# Records for the task:

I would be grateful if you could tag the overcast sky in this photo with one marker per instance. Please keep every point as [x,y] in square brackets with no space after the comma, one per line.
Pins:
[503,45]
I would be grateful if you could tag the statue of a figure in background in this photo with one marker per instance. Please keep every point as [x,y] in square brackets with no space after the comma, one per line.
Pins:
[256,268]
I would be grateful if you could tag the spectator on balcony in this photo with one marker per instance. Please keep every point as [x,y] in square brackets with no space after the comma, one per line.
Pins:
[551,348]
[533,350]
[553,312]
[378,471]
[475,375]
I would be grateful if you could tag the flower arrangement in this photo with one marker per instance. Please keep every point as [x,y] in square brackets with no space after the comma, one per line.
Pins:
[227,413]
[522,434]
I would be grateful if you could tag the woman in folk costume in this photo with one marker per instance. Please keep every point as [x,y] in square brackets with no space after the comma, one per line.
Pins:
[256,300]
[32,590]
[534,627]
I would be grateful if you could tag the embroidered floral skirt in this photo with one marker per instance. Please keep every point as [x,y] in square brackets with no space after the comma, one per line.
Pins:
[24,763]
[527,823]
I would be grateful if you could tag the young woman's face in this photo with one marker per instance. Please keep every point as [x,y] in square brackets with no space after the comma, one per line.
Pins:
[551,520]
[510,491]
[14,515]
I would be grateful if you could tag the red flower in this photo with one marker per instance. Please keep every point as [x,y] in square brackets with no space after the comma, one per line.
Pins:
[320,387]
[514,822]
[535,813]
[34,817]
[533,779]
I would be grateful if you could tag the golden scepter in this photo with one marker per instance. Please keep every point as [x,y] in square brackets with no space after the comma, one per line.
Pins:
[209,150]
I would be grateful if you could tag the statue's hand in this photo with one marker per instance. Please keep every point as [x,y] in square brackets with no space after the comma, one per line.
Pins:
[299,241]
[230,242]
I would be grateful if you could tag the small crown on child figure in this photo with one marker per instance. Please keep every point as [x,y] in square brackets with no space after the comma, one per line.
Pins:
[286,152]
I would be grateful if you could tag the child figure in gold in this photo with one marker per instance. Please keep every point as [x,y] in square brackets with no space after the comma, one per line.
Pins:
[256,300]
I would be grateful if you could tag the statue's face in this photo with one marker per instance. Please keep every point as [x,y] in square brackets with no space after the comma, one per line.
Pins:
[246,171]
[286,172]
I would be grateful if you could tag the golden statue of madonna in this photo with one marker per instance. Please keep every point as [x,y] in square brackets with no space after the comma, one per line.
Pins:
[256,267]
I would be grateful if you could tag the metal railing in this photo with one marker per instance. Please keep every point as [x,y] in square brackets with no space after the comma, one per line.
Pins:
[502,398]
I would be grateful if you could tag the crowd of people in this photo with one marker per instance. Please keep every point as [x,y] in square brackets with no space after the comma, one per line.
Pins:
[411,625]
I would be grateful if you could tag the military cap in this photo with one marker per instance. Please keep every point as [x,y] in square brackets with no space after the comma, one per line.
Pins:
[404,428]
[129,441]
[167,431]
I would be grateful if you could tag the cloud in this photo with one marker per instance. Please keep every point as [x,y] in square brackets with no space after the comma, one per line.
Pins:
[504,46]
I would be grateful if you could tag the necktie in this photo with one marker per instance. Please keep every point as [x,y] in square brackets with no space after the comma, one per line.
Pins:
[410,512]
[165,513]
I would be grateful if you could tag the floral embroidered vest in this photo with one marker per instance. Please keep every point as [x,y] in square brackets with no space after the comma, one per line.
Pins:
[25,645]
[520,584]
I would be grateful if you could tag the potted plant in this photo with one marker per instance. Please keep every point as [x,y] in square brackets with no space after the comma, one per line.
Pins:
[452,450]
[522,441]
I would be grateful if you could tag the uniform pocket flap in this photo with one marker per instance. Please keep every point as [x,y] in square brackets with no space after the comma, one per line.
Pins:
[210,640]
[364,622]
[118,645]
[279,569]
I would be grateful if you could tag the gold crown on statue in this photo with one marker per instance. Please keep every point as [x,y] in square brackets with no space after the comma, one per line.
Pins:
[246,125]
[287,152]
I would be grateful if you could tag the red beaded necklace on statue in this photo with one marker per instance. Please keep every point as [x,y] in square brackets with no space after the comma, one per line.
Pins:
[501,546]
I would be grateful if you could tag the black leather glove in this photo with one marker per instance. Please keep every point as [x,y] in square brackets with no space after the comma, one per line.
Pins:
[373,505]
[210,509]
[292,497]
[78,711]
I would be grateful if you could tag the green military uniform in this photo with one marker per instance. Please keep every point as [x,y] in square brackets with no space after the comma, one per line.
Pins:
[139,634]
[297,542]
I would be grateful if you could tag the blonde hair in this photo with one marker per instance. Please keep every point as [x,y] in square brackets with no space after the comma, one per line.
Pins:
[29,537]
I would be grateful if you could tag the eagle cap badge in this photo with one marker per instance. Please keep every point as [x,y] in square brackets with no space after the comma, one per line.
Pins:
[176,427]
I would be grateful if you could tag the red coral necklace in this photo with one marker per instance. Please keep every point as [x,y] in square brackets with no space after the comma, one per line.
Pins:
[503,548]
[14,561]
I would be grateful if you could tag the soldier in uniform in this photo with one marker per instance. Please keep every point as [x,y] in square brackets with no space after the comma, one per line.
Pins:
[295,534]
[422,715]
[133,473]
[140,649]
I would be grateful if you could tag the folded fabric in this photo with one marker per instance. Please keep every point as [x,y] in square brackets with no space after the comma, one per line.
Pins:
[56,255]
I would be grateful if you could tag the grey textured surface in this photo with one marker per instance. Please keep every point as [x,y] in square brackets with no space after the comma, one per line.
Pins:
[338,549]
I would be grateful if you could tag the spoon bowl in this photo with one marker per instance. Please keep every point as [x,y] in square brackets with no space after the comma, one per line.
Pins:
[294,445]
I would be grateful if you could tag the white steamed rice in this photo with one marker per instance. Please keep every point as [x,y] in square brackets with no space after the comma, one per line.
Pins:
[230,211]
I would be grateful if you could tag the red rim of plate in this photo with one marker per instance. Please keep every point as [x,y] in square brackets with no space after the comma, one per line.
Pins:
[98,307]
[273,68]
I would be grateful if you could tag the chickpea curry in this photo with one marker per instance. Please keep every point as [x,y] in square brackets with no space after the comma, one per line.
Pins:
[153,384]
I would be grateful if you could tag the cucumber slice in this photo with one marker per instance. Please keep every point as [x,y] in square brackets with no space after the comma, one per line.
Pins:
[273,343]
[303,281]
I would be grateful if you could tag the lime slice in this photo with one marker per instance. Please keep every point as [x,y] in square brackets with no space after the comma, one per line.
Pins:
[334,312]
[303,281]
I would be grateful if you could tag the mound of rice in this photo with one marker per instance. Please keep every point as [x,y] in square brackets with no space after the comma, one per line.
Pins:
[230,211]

# Task prompt:
Where does the string "golden" occur in the material? Copy every line where it does.

# Solution to the problem:
I would be grateful if you could tag the golden scepter in this photo with one marker per instance. Please keep every point as [x,y] in square brackets with no space after the comma, one per line.
I would be grateful if you could tag the golden statue of madonna in this photo with one marker per instance. Please keep every point as [x,y] in square brackets with no space after the comma, one per line.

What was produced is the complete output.